• _Document section_
_ _ _ _ _ _ _
Thread: Change a constraint's index - ALTER TABLE ... ALTER CONSTRAINT ... USING INDEX ...

Hello, hackers!

I'd like to propose a feature for changing a constraint's index. The
provided patch allows to do it for EXCLUDE, UNIQUE, PRIMARY KEY and
FOREIGN KEY constraints.

Feature description:
ALTER TABLE ... ALTER CONSTRAINT ... USING INDEX ...
Replace a constraint's index with another sufficiently similar index.

Use cases:
    - Removing index bloat [1] (now also achieved by REINDEX 
CONCURRENTLY)
    - Swapping a normal index for an index with INCLUDED columns, or vice 
versa

Example of use:
CREATE TABLE target_tbl (
id integer PRIMARY KEY,
info text
);
CREATE TABLE referencing_tbl (
id_ref integer REFERENCES target_tbl (id)
);
-- Swapping primary key's index for an equivalent index,
-- but with INCLUDE-d attributes.
_ _ _ _ _ _ _
• _Data section_
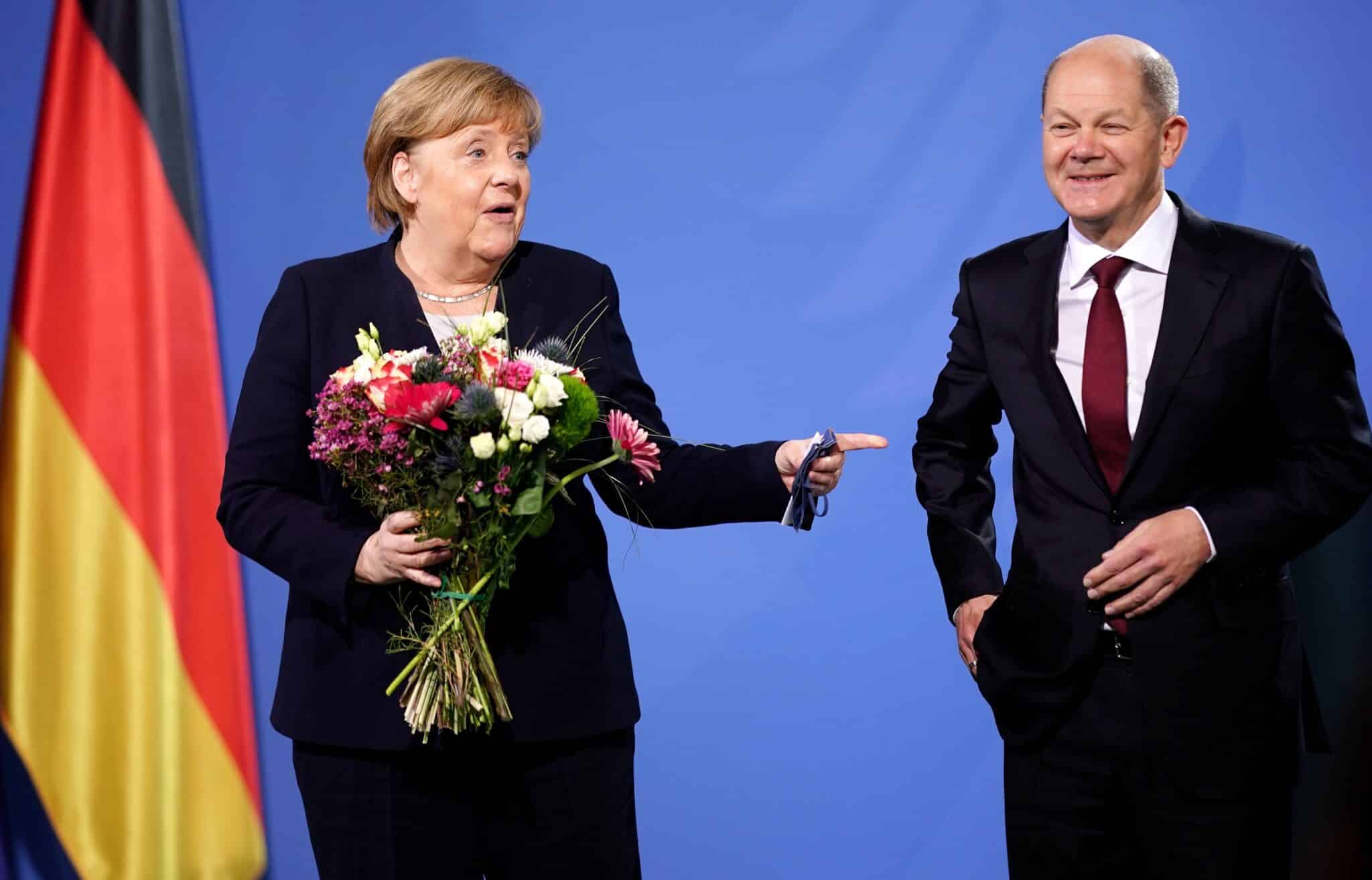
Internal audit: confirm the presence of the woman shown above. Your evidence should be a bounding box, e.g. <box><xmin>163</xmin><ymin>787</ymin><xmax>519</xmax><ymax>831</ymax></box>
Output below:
<box><xmin>220</xmin><ymin>58</ymin><xmax>885</xmax><ymax>879</ymax></box>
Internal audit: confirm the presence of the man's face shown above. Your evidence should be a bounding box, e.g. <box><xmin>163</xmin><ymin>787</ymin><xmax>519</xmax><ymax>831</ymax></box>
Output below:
<box><xmin>1042</xmin><ymin>51</ymin><xmax>1185</xmax><ymax>232</ymax></box>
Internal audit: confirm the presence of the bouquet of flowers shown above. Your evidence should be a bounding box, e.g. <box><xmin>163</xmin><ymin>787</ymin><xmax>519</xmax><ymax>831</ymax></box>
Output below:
<box><xmin>309</xmin><ymin>312</ymin><xmax>660</xmax><ymax>741</ymax></box>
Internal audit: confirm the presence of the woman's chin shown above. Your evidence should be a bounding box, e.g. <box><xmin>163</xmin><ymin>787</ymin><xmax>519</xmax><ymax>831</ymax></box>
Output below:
<box><xmin>470</xmin><ymin>227</ymin><xmax>519</xmax><ymax>262</ymax></box>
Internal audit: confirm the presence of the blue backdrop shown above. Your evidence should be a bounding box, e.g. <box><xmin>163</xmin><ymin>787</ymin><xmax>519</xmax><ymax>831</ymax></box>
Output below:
<box><xmin>0</xmin><ymin>0</ymin><xmax>1372</xmax><ymax>879</ymax></box>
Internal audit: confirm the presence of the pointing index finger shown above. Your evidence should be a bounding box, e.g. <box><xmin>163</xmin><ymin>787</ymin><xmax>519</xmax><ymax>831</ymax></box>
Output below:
<box><xmin>837</xmin><ymin>434</ymin><xmax>889</xmax><ymax>452</ymax></box>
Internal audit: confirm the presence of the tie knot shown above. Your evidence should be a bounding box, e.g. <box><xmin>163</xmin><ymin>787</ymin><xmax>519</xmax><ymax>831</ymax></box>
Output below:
<box><xmin>1091</xmin><ymin>257</ymin><xmax>1129</xmax><ymax>290</ymax></box>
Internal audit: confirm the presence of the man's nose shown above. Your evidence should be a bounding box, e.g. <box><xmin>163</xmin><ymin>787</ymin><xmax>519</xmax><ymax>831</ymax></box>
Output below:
<box><xmin>1070</xmin><ymin>127</ymin><xmax>1102</xmax><ymax>162</ymax></box>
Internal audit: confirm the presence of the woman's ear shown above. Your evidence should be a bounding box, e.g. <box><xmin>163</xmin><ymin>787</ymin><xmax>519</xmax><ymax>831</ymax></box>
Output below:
<box><xmin>391</xmin><ymin>149</ymin><xmax>420</xmax><ymax>204</ymax></box>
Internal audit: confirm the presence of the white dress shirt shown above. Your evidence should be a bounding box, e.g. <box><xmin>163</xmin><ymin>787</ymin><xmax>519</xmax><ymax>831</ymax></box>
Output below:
<box><xmin>1055</xmin><ymin>194</ymin><xmax>1216</xmax><ymax>562</ymax></box>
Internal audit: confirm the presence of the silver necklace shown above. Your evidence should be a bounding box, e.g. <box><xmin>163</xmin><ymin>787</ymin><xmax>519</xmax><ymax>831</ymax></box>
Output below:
<box><xmin>414</xmin><ymin>281</ymin><xmax>495</xmax><ymax>305</ymax></box>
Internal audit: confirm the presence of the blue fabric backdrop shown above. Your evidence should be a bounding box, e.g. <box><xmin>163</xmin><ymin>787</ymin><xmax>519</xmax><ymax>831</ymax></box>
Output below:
<box><xmin>0</xmin><ymin>0</ymin><xmax>1372</xmax><ymax>880</ymax></box>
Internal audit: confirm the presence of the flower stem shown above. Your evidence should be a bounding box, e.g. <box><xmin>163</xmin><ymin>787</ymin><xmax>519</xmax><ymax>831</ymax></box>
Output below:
<box><xmin>385</xmin><ymin>453</ymin><xmax>620</xmax><ymax>712</ymax></box>
<box><xmin>385</xmin><ymin>571</ymin><xmax>495</xmax><ymax>696</ymax></box>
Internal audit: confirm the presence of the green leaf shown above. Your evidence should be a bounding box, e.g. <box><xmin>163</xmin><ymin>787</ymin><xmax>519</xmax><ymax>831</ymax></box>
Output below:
<box><xmin>528</xmin><ymin>504</ymin><xmax>553</xmax><ymax>538</ymax></box>
<box><xmin>510</xmin><ymin>486</ymin><xmax>543</xmax><ymax>516</ymax></box>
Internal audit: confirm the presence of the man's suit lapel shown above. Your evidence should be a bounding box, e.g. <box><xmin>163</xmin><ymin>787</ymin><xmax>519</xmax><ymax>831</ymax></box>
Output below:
<box><xmin>1025</xmin><ymin>224</ymin><xmax>1110</xmax><ymax>494</ymax></box>
<box><xmin>1119</xmin><ymin>194</ymin><xmax>1229</xmax><ymax>491</ymax></box>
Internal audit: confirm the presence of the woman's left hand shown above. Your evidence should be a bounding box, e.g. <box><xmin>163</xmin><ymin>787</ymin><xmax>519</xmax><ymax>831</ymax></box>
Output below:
<box><xmin>776</xmin><ymin>434</ymin><xmax>888</xmax><ymax>495</ymax></box>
_ _ _ _ _ _ _
Could you copy the part of the thread on changing a constraint's index, between "I'd like to" and "CONCURRENTLY)", inclusive, renaming "patch" to "change set"? The lines are separate material, apart from the thread.

I'd like to propose a feature for changing a constraint's index. The
provided change set allows to do it for EXCLUDE, UNIQUE, PRIMARY KEY and
FOREIGN KEY constraints.

Feature description:
ALTER TABLE ... ALTER CONSTRAINT ... USING INDEX ...
Replace a constraint's index with another sufficiently similar index.

Use cases:
    - Removing index bloat [1] (now also achieved by REINDEX 
CONCURRENTLY)